**Consigne:** Recopiez toutes les données ci-dessous sans rien y changer.

________________

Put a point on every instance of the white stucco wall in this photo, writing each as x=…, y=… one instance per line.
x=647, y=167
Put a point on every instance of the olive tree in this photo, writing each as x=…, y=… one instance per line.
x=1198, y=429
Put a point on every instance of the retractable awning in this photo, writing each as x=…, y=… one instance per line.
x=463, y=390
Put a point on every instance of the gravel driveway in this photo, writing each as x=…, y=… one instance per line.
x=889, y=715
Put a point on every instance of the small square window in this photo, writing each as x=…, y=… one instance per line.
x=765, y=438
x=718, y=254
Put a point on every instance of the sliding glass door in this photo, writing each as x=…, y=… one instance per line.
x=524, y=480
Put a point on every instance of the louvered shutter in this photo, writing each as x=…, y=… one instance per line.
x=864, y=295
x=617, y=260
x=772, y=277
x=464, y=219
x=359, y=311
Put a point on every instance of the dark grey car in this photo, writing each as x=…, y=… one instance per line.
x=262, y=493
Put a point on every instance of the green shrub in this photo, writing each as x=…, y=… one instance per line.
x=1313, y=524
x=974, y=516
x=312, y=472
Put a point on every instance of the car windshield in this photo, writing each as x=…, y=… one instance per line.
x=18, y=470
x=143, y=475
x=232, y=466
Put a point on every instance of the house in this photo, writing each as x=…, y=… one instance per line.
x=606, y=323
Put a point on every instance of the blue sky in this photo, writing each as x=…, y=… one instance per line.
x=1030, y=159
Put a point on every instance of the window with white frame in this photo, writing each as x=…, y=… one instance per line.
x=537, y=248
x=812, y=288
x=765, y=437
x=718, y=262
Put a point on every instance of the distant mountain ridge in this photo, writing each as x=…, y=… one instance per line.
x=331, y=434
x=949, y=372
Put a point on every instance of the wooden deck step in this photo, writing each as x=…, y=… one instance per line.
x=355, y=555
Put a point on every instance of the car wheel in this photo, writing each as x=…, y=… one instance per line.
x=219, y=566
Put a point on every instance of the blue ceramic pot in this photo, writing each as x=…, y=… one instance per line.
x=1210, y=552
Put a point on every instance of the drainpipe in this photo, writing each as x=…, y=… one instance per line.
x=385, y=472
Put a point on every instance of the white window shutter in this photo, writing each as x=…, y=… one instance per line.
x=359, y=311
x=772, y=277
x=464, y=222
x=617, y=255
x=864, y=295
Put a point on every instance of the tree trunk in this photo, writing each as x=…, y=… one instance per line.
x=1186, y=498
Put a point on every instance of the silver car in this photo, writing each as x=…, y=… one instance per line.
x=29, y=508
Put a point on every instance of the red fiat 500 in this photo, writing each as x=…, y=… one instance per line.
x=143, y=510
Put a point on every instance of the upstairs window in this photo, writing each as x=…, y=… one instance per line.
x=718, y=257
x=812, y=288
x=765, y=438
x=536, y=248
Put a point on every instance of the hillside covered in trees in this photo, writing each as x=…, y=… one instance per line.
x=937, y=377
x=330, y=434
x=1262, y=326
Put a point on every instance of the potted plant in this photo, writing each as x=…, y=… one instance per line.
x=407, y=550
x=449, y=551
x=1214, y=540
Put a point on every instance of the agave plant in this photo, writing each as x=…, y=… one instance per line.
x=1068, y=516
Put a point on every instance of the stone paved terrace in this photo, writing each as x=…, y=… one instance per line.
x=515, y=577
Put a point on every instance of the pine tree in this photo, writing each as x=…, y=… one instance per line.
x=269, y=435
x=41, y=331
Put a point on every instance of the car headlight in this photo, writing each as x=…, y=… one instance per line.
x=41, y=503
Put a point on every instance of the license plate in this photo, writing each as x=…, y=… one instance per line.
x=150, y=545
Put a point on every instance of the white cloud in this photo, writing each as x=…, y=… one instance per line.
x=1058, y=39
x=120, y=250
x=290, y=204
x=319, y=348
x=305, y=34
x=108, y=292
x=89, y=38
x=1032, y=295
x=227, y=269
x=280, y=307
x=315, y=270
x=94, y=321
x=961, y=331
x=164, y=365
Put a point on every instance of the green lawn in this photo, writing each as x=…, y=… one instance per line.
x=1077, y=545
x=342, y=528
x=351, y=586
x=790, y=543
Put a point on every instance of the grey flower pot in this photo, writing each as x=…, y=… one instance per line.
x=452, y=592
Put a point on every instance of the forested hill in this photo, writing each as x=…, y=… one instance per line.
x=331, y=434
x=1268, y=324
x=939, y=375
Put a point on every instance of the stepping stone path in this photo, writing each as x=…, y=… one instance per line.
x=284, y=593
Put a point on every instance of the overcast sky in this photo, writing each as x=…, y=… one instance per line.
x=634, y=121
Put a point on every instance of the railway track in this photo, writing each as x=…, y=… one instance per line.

________________

**Corrigé:**
Put a point on every instance of the white stucco wall in this photo, writing each as x=…, y=… one instance per line.
x=647, y=167
Put a point on every instance of the olive tree in this photo, writing each as x=…, y=… one instance per line.
x=1198, y=429
Put a point on every instance of the retractable awning in this photo, writing each as x=…, y=… one instance per line.
x=463, y=390
Put a point on every instance of the gravel driveway in this photo, writing each as x=…, y=… one instance per line.
x=889, y=715
Put a point on every instance of the small square window in this photo, writing each as x=…, y=… one instance per line.
x=765, y=438
x=718, y=254
Put a point on every instance of the sliding glass door in this photo, writing each as x=…, y=… one instance per line.
x=524, y=480
Put a point on every instance of the louvered shutter in this photo, writing each as x=…, y=… one instance per line.
x=864, y=295
x=617, y=260
x=772, y=277
x=464, y=219
x=359, y=311
Put a point on every instance of the dark grey car in this photo, writing each as x=…, y=… one instance per line.
x=262, y=493
Put a point on every instance of the green shrub in this photo, writing each as x=…, y=… one instance per line.
x=1313, y=524
x=974, y=516
x=312, y=472
Put a point on every instance of the car windshield in this photo, writing each as x=…, y=… one instance per line.
x=18, y=470
x=143, y=475
x=232, y=466
Put a point on every instance of the house in this photo, writing each as x=…, y=… one instance per line.
x=606, y=323
Put a point on every instance of the blue sky in this photo, writing each as x=…, y=… one instance per line.
x=1030, y=159
Put a point on every instance of the window with white frame in this photo, writing each as x=…, y=… one instance per line.
x=537, y=248
x=812, y=288
x=765, y=437
x=718, y=262
Put a point on every instance of the distant mountain ridge in this photo, writing each as x=…, y=… one instance per line.
x=331, y=434
x=949, y=372
Put a point on every instance of the wooden deck step in this photo, writing each as x=…, y=… one instance per line.
x=355, y=555
Put a point on every instance of the car wheel in this photo, writing each as x=…, y=… one instance per line.
x=219, y=566
Put a point on every instance of the blue ceramic pot in this photo, writing each as x=…, y=… one instance per line.
x=1210, y=552
Put a point on every instance of the drainpipe in this photo, writing each as x=…, y=… one instance per line.
x=385, y=472
Put a point on every instance of the white window shutter in this photo, writing each as x=…, y=… one instance per line.
x=359, y=311
x=772, y=277
x=464, y=222
x=617, y=255
x=864, y=295
Put a point on every instance of the tree trunk in this photo, writing each as x=…, y=… one instance per line.
x=1186, y=498
Put a point on every instance of the silver car in this photo, writing each as x=…, y=… one instance per line.
x=29, y=508
Put a point on every instance of the red fiat 500 in this photo, writing each as x=…, y=… one instance per line.
x=143, y=510
Put a point on every instance of the upstairs window in this photo, writing each as x=…, y=… one instance per line.
x=718, y=257
x=812, y=288
x=765, y=438
x=536, y=248
Put a point on every instance of the hillside covered in trees in this photo, writing each as x=…, y=… one instance per line.
x=937, y=377
x=330, y=434
x=1262, y=326
Put a point on every instance of the potted plant in this photo, writing each as x=…, y=… one instance per line.
x=407, y=550
x=449, y=551
x=1214, y=540
Put a point on every instance of the agave plant in this photo, writing each as x=…, y=… one instance per line.
x=1068, y=516
Put a point on every instance of the stone paved terrace in this photo, writing each as x=…, y=… one instance per line.
x=515, y=577
Put a point on every instance of the pine tree in this photo, writing each as x=…, y=… one instance per line.
x=269, y=435
x=41, y=331
Put a point on every instance of the car headlight in this photo, writing each as x=…, y=… one instance per line.
x=41, y=503
Put a point on every instance of the license plate in this photo, writing each as x=…, y=… one instance per line.
x=150, y=545
Put a point on every instance of the white cloud in this photo, writing each as x=…, y=… one instance per line.
x=1058, y=39
x=120, y=250
x=290, y=204
x=319, y=348
x=305, y=34
x=108, y=292
x=89, y=38
x=1032, y=295
x=227, y=269
x=280, y=307
x=315, y=270
x=94, y=321
x=961, y=331
x=164, y=365
Put a point on every instance of the green lawn in this photo, writing each as x=…, y=… one instance per line.
x=1077, y=545
x=342, y=528
x=351, y=586
x=790, y=543
Put a point on every instance of the grey flower pot in this photo, writing each as x=…, y=… one instance per line.
x=452, y=592
Put a point on every instance of the forested hill in this photo, writing each as x=…, y=… one instance per line.
x=331, y=434
x=1268, y=324
x=939, y=375
Put a point on every instance of the stepping stone path in this photo, writing each as x=…, y=… one instance per line.
x=284, y=593
Put a point on every instance of the overcast sky in this photo, writing each as x=…, y=… one instance per line.
x=634, y=121
Put a point on every instance of the railway track in this photo, writing each as x=…, y=… one instance per line.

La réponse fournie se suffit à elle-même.